| GIVEN REQUEST |
Exclude the pictures, then repeat the remaining data exactly.

| DATA FOR THIS EXERCISE |
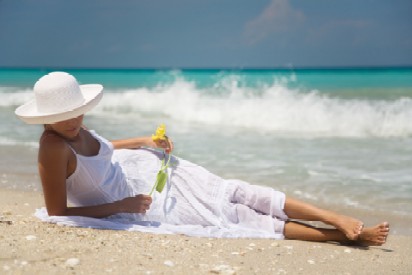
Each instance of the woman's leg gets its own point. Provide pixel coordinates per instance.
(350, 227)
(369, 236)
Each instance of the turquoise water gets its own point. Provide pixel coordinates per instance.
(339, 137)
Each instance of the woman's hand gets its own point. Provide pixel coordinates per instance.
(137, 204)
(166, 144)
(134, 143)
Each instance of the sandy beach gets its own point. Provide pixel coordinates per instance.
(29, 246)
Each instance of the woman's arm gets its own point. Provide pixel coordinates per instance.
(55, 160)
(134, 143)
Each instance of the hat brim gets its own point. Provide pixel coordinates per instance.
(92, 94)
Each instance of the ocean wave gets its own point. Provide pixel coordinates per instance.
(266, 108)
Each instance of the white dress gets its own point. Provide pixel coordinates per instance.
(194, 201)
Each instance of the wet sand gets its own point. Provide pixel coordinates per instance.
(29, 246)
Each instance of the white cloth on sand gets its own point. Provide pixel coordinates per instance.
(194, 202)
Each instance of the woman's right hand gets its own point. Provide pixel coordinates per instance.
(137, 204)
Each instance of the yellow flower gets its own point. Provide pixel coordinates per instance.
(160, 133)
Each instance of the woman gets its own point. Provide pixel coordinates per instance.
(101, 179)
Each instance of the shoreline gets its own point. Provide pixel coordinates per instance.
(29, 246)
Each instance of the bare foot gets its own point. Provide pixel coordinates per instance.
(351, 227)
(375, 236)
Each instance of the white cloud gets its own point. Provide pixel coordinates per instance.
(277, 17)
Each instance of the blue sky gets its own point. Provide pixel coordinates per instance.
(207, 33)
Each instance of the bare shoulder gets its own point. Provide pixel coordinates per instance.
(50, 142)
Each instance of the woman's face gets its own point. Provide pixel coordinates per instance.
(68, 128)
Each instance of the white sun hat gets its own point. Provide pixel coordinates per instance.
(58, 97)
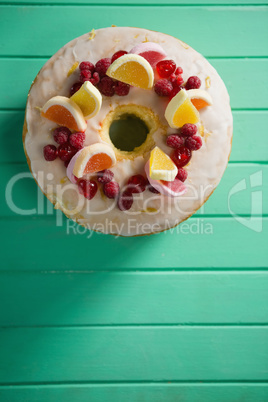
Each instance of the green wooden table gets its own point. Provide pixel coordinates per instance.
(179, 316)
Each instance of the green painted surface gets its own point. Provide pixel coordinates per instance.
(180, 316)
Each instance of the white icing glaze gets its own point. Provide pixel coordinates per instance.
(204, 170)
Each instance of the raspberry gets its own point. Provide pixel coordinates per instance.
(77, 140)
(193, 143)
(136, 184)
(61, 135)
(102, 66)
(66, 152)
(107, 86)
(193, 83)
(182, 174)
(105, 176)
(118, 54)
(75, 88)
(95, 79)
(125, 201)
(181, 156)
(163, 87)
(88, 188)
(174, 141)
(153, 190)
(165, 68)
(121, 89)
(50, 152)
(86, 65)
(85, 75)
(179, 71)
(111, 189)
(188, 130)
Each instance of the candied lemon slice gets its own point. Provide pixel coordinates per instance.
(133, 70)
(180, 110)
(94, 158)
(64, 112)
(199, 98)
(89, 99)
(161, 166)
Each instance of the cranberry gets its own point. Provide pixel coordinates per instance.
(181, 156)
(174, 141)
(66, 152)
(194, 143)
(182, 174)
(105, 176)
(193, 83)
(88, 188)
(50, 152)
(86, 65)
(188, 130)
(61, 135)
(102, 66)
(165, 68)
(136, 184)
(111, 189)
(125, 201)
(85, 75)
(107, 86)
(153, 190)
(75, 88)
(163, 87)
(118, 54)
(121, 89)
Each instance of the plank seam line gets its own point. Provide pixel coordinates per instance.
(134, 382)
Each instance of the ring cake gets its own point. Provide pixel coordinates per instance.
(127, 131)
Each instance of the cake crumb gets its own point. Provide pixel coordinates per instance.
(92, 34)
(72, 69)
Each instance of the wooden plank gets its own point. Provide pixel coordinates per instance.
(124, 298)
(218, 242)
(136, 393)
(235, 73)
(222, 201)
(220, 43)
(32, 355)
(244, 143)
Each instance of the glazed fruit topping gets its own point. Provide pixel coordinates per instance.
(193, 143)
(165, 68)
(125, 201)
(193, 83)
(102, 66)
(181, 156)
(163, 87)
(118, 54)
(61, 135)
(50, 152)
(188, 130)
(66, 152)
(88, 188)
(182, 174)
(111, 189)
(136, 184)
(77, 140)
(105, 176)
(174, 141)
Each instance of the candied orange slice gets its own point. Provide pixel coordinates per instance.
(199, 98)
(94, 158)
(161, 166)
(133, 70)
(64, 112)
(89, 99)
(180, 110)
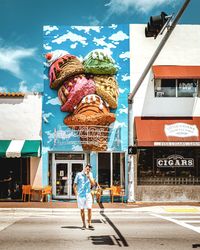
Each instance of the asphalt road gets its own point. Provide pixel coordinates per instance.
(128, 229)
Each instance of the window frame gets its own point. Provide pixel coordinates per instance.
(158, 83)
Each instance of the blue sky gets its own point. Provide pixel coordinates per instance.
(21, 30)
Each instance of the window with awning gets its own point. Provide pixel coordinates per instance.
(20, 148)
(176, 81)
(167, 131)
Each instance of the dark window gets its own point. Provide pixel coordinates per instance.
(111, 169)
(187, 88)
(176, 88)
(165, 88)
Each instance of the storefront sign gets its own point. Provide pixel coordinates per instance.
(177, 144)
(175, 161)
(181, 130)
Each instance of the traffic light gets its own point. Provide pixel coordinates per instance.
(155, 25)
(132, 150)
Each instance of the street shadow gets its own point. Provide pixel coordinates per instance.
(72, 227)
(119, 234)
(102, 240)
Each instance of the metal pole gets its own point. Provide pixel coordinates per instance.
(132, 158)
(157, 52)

| FULL SOLUTION |
Each instance of the woman's leg gets its own point. Provide pixel coordinates per instance.
(350, 227)
(369, 236)
Each instance of the turquoise water gets its own point. Provide pixel coordinates per instance.
(339, 137)
Each instance of the woman's hand gets its own point. Provide pixel coordinates per instance.
(137, 204)
(166, 144)
(134, 143)
Each instance of the sandy beach gets its own point. Provide pixel coordinates per instance.
(29, 246)
Each instance of the woman's arm gets its own point. Provide pixel coordinates per instance.
(55, 160)
(134, 143)
Each instance of the hat brim gets its own point. Provide pixel coordinates per instance.
(92, 94)
Each instance of the ocean wave gets its own point. Provide pixel coordinates per instance.
(266, 108)
Each instance of the white dress gets its own point. Provide pixel coordinates per instance.
(194, 201)
Each instance of the wet sand gets its own point. Provide pixel coordinates per instance.
(29, 246)
Each instance of the white cloth on sand gets its own point. Provide pixel coordinates per instance.
(194, 202)
Each instance of the woman's right hand gets its own point. Provide pixel coordinates per instance.
(137, 204)
Each instance of the yellow flower gets its own point. Provide pixel coordinates per instance.
(160, 133)
Each instance of the woman gets its own point. Provide pixel coordinates per instance.
(101, 179)
Each instance of the shoreline gets its own point. Provide pixel coordinates per instance.
(29, 246)
Each instance of the bare foot gets its own point. Provide pixel coordinates per instance.
(351, 227)
(375, 236)
Each instance of the white cloud gets its own point. Provide pixel coordinates per instance.
(277, 17)
Each instance of the blue sky gets its own point. Provide pixel coordinates per instance.
(207, 33)
Each instance of the bare shoulder gets its own point. Provide pixel coordinates per instance.
(50, 142)
Each instance of the woman's face gets its own point. Provide pixel coordinates per instance.
(68, 128)
Each instance of the white sun hat gets its own point. Provide pixel coordinates per instance.
(58, 97)
Each instance of the green wooden table gets its own point. Provide pixel coordinates per instance.
(179, 316)
Each instance of the green painted surface gets its own point. Provide pixel coordinates per instance.
(180, 316)
Each instance of the white icing glaze gets its own point. Provide pixel coordinates per instance.
(204, 170)
Each instance of the raspberry gets its own point. Provide pixel coordinates per instance.
(77, 140)
(193, 143)
(136, 184)
(61, 135)
(102, 66)
(66, 152)
(107, 86)
(193, 83)
(182, 174)
(105, 176)
(118, 54)
(75, 88)
(95, 79)
(125, 201)
(181, 156)
(163, 87)
(88, 188)
(174, 141)
(153, 190)
(165, 68)
(121, 89)
(50, 152)
(86, 65)
(85, 75)
(179, 71)
(111, 189)
(188, 130)
Each instance of the candied lemon slice gets its own point. Provide pixel coordinates per instance.
(133, 70)
(180, 110)
(94, 158)
(64, 112)
(199, 98)
(89, 99)
(161, 166)
Each instance of the cranberry gets its own point. Provide pixel coordinates per instance.
(181, 156)
(174, 141)
(66, 152)
(194, 143)
(182, 174)
(105, 176)
(193, 83)
(88, 188)
(50, 152)
(86, 65)
(188, 130)
(61, 135)
(102, 66)
(165, 68)
(136, 184)
(111, 189)
(125, 201)
(85, 75)
(107, 86)
(153, 190)
(75, 88)
(163, 87)
(118, 54)
(121, 89)
Each instance of the plank seam line gets its own point. Provide pixel coordinates per instance.
(134, 382)
Each instance of the ring cake gets its own point. Provide pixel coordinates per instance.
(127, 131)
Each instance of the cake crumb gets its own point. Provide pixel coordinates per instance.
(92, 34)
(72, 69)
Each instance of the wooden plank gets its own point. Provide pixel coordinates per instance.
(124, 298)
(218, 242)
(136, 393)
(235, 73)
(222, 201)
(220, 43)
(32, 355)
(244, 143)
Each instance of the glazed fruit topping gets its own point. Provide pixel coordinates per instance.
(193, 143)
(165, 68)
(125, 201)
(193, 83)
(102, 66)
(181, 156)
(163, 87)
(118, 54)
(61, 135)
(50, 152)
(188, 130)
(66, 152)
(88, 188)
(182, 174)
(111, 189)
(136, 184)
(77, 140)
(105, 176)
(174, 141)
Each instance of the candied orange slice gets its own point. Provide pixel coordinates per instance.
(199, 98)
(94, 158)
(161, 166)
(133, 70)
(64, 112)
(89, 99)
(180, 110)
Each instance of the asphalt road gets its own point. Provide pixel coordinates per instance.
(128, 229)
Each instance of the window frame gets its own point. Provide pixel coordinates per instance.
(158, 83)
Each instance of the blue sky gets its own point. Provide pixel coordinates per instance.
(21, 30)
Each instance of the window with awning gets its own point. Provide pixel coordinates per instance.
(20, 148)
(176, 81)
(167, 131)
Each instance of the dark window gets its own point. Provide pixel coordinates per instance.
(111, 169)
(187, 88)
(176, 88)
(165, 88)
Each instance of the storefront sign gets its own point. Provide pixel coordinates per instance.
(177, 144)
(175, 161)
(181, 130)
Each instance of the traffic light gets its own point. Provide pixel coordinates per instance.
(155, 25)
(132, 150)
Each instance of the street shadow gets its own point. Provide pixel coordinates per instance.
(72, 227)
(119, 234)
(102, 240)
Each instance of the metal pole gets its own point. Provide pixel coordinates per instance.
(132, 158)
(157, 52)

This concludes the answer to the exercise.